- [CHALLENGES]:
1 – Retype the passage on serpent handling word for word, starting at the words "Uh . . . no. No" and stopping after the words "do you ask?".
2 – Continue the passage on serpent handling, picking up right after its final sentence.

Uh . . . no. No Pentecostal did that until George W. Hensley started the practice in 1912, 12 years after Pentecostalism began. He was still a rather new convert and was praying in a mountain reading a passage in Mark when he received some weird revelation. Pentecostal denominations quickly labeled serpent handling as fanaticism and it has only ever been a feature of some churches in Appalachia. It is not a characteristic of Pentecostalism, neither now or in the past.

Why do you ask?

All I know about it is what I’ve read (having never encountered a serpent handler before). They believe, according to their interpretation of Mark 16:17-18 that serpent handling and drinking poison (some serpent handlers may also consume strychnine) are commanded in Scripture.

These activities will only take place when participants perceive the direct intervention of God. In other words, they wont do it unless “the anointing” is present. Deaths are explained by these people in the following ways: 1) the anointing was not present, 2) such deaths prove to outsiders that the snakes are poisonous and have not been defanged, 3) God wills their death.

Dataset records
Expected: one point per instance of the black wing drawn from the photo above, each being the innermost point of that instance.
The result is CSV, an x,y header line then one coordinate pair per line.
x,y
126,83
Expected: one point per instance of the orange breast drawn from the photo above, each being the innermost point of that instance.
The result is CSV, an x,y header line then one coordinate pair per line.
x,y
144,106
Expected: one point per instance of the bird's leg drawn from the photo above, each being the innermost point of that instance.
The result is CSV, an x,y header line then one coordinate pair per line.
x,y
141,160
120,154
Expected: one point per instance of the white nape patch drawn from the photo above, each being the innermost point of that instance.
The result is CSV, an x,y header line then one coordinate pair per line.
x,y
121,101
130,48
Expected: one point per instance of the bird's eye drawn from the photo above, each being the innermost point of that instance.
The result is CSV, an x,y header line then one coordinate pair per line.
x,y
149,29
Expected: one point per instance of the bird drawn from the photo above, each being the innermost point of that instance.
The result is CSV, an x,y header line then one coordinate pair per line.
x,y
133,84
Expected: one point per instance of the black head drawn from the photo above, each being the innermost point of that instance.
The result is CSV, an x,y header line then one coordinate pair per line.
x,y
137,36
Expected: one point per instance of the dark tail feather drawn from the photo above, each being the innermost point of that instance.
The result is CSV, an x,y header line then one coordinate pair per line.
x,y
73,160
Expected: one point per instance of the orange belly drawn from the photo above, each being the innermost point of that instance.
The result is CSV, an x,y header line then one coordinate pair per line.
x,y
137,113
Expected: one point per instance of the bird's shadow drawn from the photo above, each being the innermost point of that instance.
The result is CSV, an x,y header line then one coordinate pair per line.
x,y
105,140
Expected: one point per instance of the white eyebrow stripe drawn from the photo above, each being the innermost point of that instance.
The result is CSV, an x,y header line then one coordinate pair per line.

- [SOLVED PROBLEMS]:
1 –
Uh . . . no. No Pentecostal did that until George W. Hensley started the practice in 1912, 12 years after Pentecostalism began. He was still a rather new convert and was praying in a mountain reading a passage in Mark when he received some weird revelation. Pentecostal denominations quickly labeled serpent handling as fanaticism and it has only ever been a feature of some churches in Appalachia. It is not a characteristic of Pentecostalism, neither now or in the past.

Why do you ask?

2 –
I do hope you realize that the vast majority of Pentecostals are not serpent handlers. I would point out that people who assume that will be looked on as terribly ignorant and offensive by Pentecostals.

Now, I realize that the historical and organizational relationship between Appalachian snake-handlers and mainstream American Pentecostals is not even remotely similar to the relationship between fundamentalist polygamist Mormons and the mainstream Mormon Church, but Shane’s response may as well have been cut-and-pasted and searched-and-replaced from a mainstream Mormon’s reaction to being confronted about polygamy.

The only difference is that, as a bonus, Shane’s response also just drips with prejudice and snobbery towards Appalachian people.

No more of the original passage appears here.